[BEGIN ARTICLE]

ACE Bakery found success not only because it produces authentic artisan breads and rolls the traditional way, but also because its management team got involved in the business for the love of it.

By Dan Malovany

To make a great loaf of bread, it takes a lot of skill, a little luck, a wealth of patience and a ton of something else.

    “The bottom line is that it’s all about passion and passion about bread,” says Philip Shaw, president and CEO of ACE Bakery.

    That passion for creating artisan breads also attracted Jonathan Roiter to join the Toronto-based company in 2007, first as its chief financial officer and now as its chief operating officer. Roiter, who had worked at McKinsey & Co. advising emerging and multinational companies on how to manage their growth, saw that the people in this business had a lot of heart.

    “Why I got so excited and jumped at the opportunity here touches on this passion,” he says. “It’s a passion toward the consumer and being customer-centric that you rarely see.”

    For Shaw, ACE Bakery provides the opportunity to take a successful regional bakery that’s been named one of Toronto’s best by the local media and spearhead its transition into a fast-growing player in the broader market throughout Canada and the United States.

    His model for managing that growth is none other than La Brea Bakery, North America’s largest artisan bread company where he joined in 1988 and rose up the ranks to become chief operating officer and CEO until he left in 2003.

[END ARTICLE]

TASK INSTRUCTIONS
a. Name every company mentioned in the ACE Bakery article.
b. Using the ACE Bakery article, answer each question:
(i) In what year did Jonathan Roiter join ACE Bakery?
(ii) Across which two countries does Philip Shaw aim to grow ACE Bakery?
(iii) In what year did Shaw join La Brea Bakery?
c. Extend the ACE Bakery article from the point where it stops.
You can leave the rows aside; they aren't needed for anything here.

[BEGIN DATASET RECORDS]

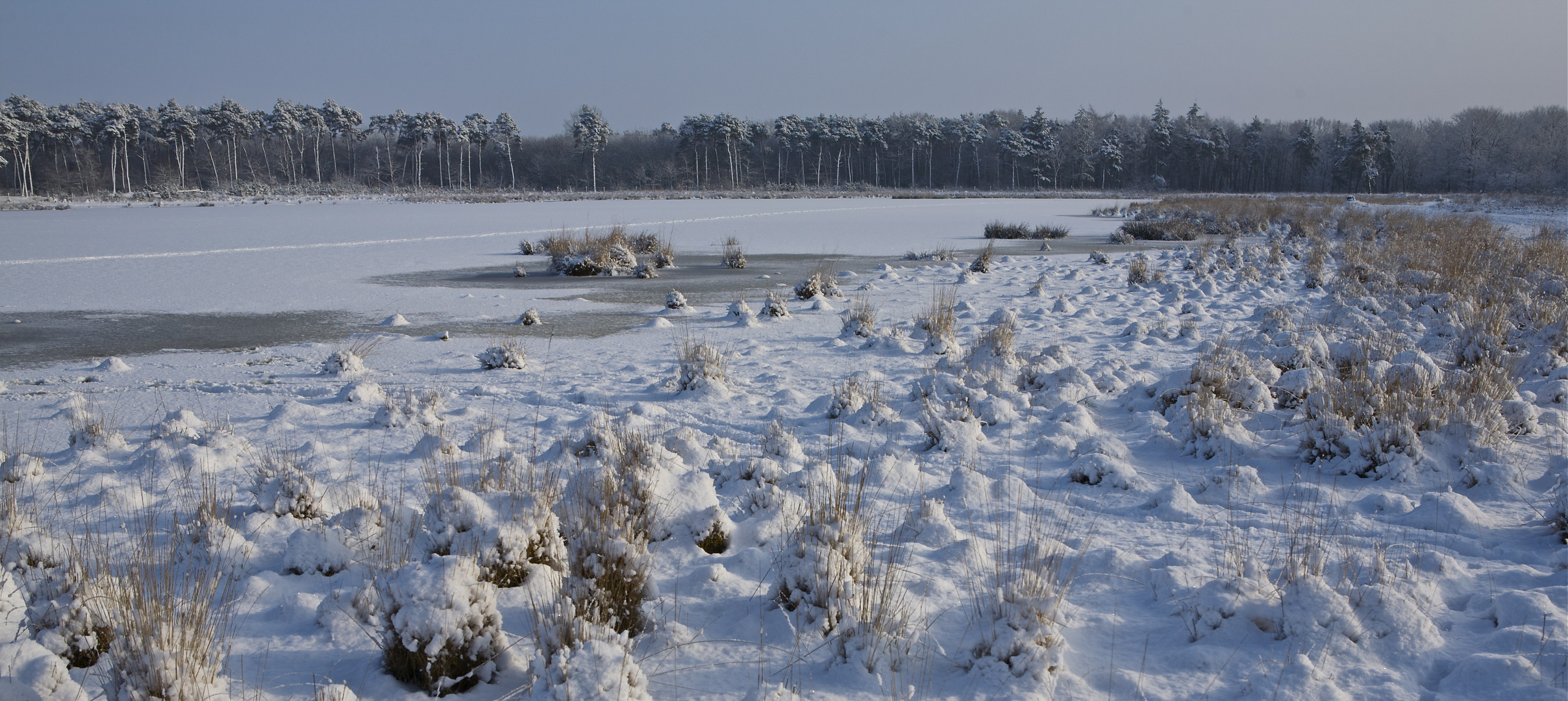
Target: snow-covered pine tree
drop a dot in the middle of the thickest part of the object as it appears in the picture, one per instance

[END DATASET RECORDS]
[BEGIN DATASET RECORDS]

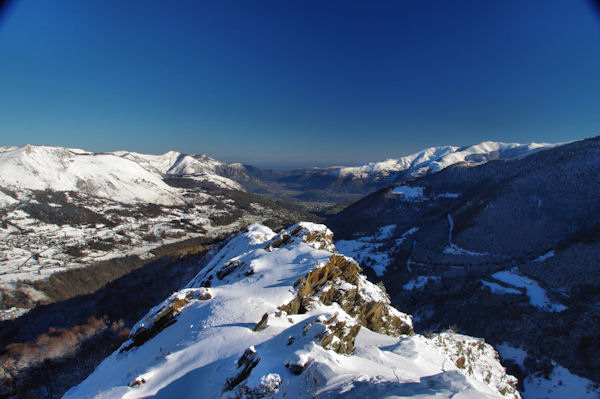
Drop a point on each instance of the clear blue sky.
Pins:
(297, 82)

[END DATASET RECORDS]
[BEGIN DATASET RECORDS]

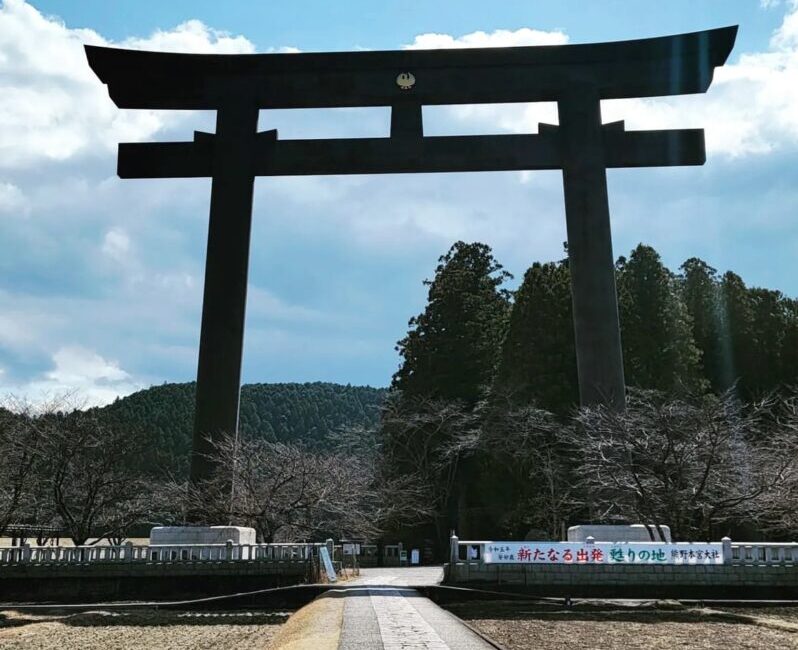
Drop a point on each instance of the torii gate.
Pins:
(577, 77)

[END DATASET RECORDS]

ANSWERS PROVIDED
a. ACE Bakery, McKinsey & Co., La Brea Bakery

b.
(i) 2007
(ii) Canada and the United States
(iii) 1988

c.
    “I believe our success stems from a very simple formula that I refer to as the ‘P’ principal: people, processes, products and passion equal profits,” Shaw says, who joined ACE Bakery in 2006. “If you are not true to the belief that the input and value that’s greatest in order of priority is the investment in people, you are overlooking the single biggest point of differentiation you have from your competition - the unique contribution of your employees.”

    Founded in 1993 by Linda Haynes and Martin Connell, ACE Bakery began as a café on Toronto’s King Street baking its signature baguettes as well as handmade European-style rustic breads using proven formulas and processes such as traditional starters, all-natural ingredients and long fermentation times and finishing them all off in a stone-hearth oven.

    Now owned by Glencoe Partners, a private investment firm based in Chicago, the company has seen net sales rise at a compound annual rate of 30% between 1997 and 2007 and today has revenue upward of $50 million annually.

    Overall, ACE Bakery produces more than 100 varieties of Old World breads and rolls in a plant situated in 50,000 sq. ft. of production space. These products range from the company’s top-selling baguettes, organic sliced breads and classic products such as Country Wheat and ciabatta to more neo-traditional varieties such as Cheddar Cheese Twists, Potato Chive Focaccia and the new Olive Fougasse made with whole black olives, sea salt and dried thyme.

    Locally, 12 route trucks deliver products fresh to supermarket in-store bakeries and some of Ontario’s top restaurants, hotels, caterers and gourmet food shops. Fueling its double-digit growth is an increasing amount of sales of frozen parbaked products to supermarket in-store bakeries to be baked on site. ACE Bakery also supplies some of the continent’s largest foodservice chains to provide an artisan flair to traditional fare.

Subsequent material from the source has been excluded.